━━ Entries shown

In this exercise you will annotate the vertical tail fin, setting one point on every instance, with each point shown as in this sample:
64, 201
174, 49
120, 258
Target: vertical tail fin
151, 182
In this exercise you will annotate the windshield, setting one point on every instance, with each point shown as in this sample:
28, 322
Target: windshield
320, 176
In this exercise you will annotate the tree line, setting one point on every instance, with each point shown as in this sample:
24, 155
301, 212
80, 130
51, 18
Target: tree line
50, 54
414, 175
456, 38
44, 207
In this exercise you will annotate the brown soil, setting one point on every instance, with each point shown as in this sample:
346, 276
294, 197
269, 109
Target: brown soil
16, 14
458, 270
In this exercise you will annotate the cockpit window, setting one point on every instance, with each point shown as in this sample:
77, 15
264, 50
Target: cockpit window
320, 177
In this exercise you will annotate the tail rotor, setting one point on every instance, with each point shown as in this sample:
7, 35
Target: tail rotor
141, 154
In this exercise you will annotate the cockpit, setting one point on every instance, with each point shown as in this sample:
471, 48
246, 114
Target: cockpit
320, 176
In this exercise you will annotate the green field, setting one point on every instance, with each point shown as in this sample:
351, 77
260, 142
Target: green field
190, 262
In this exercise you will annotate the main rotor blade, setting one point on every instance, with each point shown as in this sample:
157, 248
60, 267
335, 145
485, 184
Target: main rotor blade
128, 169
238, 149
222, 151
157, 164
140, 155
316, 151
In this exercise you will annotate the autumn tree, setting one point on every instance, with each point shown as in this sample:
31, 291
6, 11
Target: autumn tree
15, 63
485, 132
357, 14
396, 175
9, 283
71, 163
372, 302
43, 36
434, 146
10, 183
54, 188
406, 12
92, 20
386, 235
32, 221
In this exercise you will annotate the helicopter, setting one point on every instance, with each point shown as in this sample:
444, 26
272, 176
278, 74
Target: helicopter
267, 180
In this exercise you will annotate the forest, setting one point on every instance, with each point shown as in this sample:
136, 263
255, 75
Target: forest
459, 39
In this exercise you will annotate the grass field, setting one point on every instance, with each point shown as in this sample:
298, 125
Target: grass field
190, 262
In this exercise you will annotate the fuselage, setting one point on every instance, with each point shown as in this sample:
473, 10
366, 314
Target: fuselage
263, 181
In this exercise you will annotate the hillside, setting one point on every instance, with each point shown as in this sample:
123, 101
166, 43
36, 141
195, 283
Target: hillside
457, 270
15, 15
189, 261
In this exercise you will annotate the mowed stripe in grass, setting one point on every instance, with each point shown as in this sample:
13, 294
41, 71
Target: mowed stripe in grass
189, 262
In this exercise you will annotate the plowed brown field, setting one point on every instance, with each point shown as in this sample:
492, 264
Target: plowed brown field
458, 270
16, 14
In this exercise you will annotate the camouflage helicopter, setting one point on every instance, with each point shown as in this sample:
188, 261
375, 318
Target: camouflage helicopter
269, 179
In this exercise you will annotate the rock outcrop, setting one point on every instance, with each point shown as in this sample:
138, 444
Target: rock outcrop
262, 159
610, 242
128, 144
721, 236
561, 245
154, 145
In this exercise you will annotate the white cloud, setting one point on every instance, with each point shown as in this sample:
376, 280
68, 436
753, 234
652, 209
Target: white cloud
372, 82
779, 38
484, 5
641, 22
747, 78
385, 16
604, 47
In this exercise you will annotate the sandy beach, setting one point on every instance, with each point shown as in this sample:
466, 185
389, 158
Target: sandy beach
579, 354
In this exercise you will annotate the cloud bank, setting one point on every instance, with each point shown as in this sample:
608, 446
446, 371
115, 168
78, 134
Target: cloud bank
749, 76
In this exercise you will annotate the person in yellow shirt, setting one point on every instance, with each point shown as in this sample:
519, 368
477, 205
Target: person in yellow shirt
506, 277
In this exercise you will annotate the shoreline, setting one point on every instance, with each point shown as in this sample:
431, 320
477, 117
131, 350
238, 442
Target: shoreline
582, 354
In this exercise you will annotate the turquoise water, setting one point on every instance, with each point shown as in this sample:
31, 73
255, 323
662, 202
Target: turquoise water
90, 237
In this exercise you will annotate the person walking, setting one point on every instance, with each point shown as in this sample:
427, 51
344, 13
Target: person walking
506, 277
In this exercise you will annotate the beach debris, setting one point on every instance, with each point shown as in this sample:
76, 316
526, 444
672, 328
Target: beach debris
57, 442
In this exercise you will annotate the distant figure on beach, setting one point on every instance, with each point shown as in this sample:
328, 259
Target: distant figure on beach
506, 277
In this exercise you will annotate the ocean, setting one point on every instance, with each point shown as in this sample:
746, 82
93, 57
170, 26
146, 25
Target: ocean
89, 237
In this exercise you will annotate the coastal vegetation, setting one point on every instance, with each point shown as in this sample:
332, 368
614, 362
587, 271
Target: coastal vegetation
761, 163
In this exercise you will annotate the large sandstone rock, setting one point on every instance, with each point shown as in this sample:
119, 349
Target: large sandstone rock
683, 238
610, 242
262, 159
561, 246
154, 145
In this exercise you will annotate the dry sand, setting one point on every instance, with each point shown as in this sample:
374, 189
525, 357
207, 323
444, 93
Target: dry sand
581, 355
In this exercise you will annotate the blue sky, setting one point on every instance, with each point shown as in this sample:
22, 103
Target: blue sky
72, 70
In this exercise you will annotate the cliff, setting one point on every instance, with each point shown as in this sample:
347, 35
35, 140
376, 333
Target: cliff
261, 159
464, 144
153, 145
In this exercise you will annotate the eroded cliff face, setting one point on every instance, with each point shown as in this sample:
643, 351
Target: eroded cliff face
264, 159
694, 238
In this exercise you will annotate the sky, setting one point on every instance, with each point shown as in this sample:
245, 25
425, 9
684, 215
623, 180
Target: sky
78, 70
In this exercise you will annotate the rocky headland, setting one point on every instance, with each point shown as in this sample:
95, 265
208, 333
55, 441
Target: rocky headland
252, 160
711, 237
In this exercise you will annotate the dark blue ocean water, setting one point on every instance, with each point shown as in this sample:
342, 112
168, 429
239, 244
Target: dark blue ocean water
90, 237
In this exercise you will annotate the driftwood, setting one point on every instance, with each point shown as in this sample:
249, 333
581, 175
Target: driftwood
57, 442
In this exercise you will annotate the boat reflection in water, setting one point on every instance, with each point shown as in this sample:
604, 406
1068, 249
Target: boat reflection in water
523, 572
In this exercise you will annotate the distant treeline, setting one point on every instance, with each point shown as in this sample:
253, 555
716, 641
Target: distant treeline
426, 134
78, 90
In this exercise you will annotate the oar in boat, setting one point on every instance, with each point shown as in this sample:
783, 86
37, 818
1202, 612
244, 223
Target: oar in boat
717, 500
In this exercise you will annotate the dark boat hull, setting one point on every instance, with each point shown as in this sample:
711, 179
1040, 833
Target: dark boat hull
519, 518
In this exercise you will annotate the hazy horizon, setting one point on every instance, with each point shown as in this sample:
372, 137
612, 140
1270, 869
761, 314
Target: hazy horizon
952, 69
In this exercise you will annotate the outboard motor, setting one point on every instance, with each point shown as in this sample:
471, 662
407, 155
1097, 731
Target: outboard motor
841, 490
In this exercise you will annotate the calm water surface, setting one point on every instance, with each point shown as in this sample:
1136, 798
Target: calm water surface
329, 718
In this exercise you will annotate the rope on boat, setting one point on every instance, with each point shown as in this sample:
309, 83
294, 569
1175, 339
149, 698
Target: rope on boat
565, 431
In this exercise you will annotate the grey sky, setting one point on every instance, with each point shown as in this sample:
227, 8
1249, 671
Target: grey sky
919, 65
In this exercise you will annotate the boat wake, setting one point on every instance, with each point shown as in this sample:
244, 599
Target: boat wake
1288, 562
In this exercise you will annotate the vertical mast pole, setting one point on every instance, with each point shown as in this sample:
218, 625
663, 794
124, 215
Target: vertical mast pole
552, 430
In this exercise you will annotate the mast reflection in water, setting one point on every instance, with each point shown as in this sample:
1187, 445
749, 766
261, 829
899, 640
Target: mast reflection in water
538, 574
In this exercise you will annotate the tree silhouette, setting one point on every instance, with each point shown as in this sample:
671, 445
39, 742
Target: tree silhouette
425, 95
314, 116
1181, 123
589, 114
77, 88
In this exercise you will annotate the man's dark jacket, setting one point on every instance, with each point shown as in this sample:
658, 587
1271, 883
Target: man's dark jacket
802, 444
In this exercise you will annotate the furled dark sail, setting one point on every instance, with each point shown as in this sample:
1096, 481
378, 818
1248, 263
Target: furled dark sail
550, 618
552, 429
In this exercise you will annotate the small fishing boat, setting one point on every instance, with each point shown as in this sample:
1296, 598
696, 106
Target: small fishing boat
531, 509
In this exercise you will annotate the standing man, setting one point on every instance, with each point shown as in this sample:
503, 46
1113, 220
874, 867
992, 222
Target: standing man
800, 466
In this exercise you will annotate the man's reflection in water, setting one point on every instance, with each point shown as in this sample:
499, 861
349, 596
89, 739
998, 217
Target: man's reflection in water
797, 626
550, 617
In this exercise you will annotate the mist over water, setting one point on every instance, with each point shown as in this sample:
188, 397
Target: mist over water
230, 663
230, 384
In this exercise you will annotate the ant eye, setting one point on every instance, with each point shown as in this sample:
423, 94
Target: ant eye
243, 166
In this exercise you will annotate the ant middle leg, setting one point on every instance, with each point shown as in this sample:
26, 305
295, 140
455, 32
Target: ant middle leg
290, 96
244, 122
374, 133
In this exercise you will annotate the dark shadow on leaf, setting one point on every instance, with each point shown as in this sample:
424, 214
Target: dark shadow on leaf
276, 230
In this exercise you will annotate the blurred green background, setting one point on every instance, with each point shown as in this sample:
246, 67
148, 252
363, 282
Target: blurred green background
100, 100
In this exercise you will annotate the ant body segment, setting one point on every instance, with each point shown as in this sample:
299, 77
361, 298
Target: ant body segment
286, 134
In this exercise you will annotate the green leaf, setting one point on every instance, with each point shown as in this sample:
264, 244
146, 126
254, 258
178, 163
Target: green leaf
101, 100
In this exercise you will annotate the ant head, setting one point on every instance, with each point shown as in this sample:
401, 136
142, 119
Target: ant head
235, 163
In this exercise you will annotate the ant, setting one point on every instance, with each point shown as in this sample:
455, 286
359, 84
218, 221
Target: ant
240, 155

━━━━

Task instructions:
Set down, exactly and in full, the lines from the one containing "In this exercise you will annotate the dark shadow" through the end of the entries; no other line belongs.

Result of this exercise:
In this exercise you will annotate the dark shadow on leaf, setting one point on every instance, with each point shown as in this sample:
424, 214
Target: dark shadow on leaf
276, 230
In this exercise you will annotate the blurred green background, setting one point on every instance, with each point shown as in this sample:
246, 67
148, 252
363, 282
Target: blurred green background
100, 100
In this exercise you will annotate the ant body segment, setting one point on every instance, with each point shown as in this sample:
299, 77
361, 298
Target: ant body segment
286, 134
In this exercise you will annotate the green leaf, setting one point on every instance, with each point shown as in this sample:
264, 244
146, 126
254, 258
178, 163
Target: green leaf
101, 100
In this exercise you will annotate the ant head, setting one point on every instance, with each point shown as in this sample:
401, 136
142, 119
Target: ant head
235, 163
In this exercise you will annotate the ant, setting one point on every instance, with each point shown as in this sample:
455, 286
359, 84
218, 221
Target: ant
240, 155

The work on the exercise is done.